### FRAGMENTO PROPORCIONADO
┄┄┄┄┄┄

Hilario J. Rodríguez - publicado el 22/08/16

Una película de ciencia ficción que renuncia a la parafernalia del género para acabar en un extraño misticismo

Para Giorgio Agamben, todo relato se fundamenta en la conciencia de una pérdida, por eso sitúa la historia de la literatura (y del pensamiento) en una red de pérdidas sucesivas. En El fuego y el relato nos cuenta cómo Baal Shem, mientras urdía la creación del jasidismo, resolvía sus problemas yendo a un punto concreto de un bosque, encendiendo un fuego y rezando unas oraciones; y cómo las generaciones posteriores fueron olvidándose del bosque, el fuego y las oraciones, hasta que ya sólo les quedó la posibilidad de construir una narración a partir de esas pérdidas y esperar que ésta surtiese el efecto buscado.

Cuento lo anterior porque a veces las películas de Jeff Nichols me dan la sensación de haber regresado a las fuentes originales del bosque, el fuego y las oraciones, menos interesadas por los relatos en sí y por su posible impacto en los espectadores. Proyectan una poderosa sensación de lugar, están cargadas de misterios y en su corazón late un extraño misticismo que en ningún caso se me ocurriría relacionar con corrientes new age.

┄┄┄┄┄┄

### TAREAS
• A. Según la reseña, ¿en qué libro cuenta Agamben la historia de Baal Shem?
• B. Actualiza el pasaje de la reseña que va de "Cuento lo anterior" a "corrientes new age.", poniendo "enigmas" en lugar de "misterios".
• C. Escribe cómo sigue la reseña sobre el cine de Jeff Nichols a partir de su último párrafo.
Las líneas no hacen falta para nada de lo que se pide.

### LISTADO DE LÍNEAS
┄┄┄┄┄┄

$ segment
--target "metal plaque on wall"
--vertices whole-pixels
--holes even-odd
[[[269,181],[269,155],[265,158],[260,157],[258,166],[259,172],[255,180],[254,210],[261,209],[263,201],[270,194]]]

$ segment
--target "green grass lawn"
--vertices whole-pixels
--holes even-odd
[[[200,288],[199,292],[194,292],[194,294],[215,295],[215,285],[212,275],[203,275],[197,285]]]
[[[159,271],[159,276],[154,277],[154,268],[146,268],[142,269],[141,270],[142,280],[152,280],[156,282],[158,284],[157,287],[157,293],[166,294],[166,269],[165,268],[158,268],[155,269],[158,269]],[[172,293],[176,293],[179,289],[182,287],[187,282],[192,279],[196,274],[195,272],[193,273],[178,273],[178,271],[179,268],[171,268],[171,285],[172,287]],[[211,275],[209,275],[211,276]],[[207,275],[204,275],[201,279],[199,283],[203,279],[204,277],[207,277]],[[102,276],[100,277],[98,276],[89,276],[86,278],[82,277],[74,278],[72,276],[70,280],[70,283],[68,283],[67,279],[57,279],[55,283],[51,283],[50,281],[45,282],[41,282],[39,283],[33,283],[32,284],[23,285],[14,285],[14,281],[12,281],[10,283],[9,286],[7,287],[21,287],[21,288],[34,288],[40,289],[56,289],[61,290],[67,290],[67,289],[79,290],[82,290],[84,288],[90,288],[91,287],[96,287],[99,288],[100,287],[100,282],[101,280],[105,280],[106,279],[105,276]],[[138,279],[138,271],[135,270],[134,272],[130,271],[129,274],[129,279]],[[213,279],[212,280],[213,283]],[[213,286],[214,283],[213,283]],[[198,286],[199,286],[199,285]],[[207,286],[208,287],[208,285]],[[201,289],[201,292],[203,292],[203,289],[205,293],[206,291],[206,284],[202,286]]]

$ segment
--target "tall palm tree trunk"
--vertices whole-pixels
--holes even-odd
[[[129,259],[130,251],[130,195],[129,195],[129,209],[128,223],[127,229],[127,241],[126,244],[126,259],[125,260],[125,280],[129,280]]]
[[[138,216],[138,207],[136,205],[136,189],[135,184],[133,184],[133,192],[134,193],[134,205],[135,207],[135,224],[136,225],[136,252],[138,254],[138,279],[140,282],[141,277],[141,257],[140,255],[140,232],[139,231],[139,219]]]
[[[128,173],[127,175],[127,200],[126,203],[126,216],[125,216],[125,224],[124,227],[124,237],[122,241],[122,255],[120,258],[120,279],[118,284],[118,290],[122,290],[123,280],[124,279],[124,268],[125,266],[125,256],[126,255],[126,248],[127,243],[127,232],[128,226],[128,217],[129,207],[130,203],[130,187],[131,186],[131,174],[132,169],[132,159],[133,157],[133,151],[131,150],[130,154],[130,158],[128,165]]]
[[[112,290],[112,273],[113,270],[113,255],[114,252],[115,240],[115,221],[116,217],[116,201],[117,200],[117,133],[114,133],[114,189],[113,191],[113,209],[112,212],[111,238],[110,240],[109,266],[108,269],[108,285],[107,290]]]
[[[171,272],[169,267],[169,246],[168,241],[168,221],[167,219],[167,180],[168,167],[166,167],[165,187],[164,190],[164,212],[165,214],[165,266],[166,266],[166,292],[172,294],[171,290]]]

┄┄┄┄┄┄

### RESPUESTAS
• A. En El fuego y el relato.

• B.
Cuento lo anterior porque a veces las películas de Jeff Nichols me dan la sensación de haber regresado a las fuentes originales del bosque, el fuego y las oraciones, menos interesadas por los relatos en sí y por su posible impacto en los espectadores. Proyectan una poderosa sensación de lugar, están cargadas de enigmas y en su corazón late un extraño misticismo que en ningún caso se me ocurriría relacionar con corrientes new age.

• C.
Antes de proponer a la Warner Bros la producción de Midnight Special, tenía dos opciones: una modesta película de ciencia ficción o un blockbuster; 20 ó 75 millones de dólares; dejar de ser un cineasta indie o seguir siéndolo pero dentro de la industria; intentar convertirse en el nuevo Steven Spielberg o seguir llamándose Jeff Nichols. Su decisión, al optar por seguir siendo él mismo y conformarse con un presupuesto reducido, le ha permitido tener el final cut aunque también le obligará a ser paciente hasta que su obra alcance la repercusión que merece, tanto en Estados Unidos como en el resto del mundo (donde Midnight Special aún está pendiente de estreno en muchos países, España entre ellos).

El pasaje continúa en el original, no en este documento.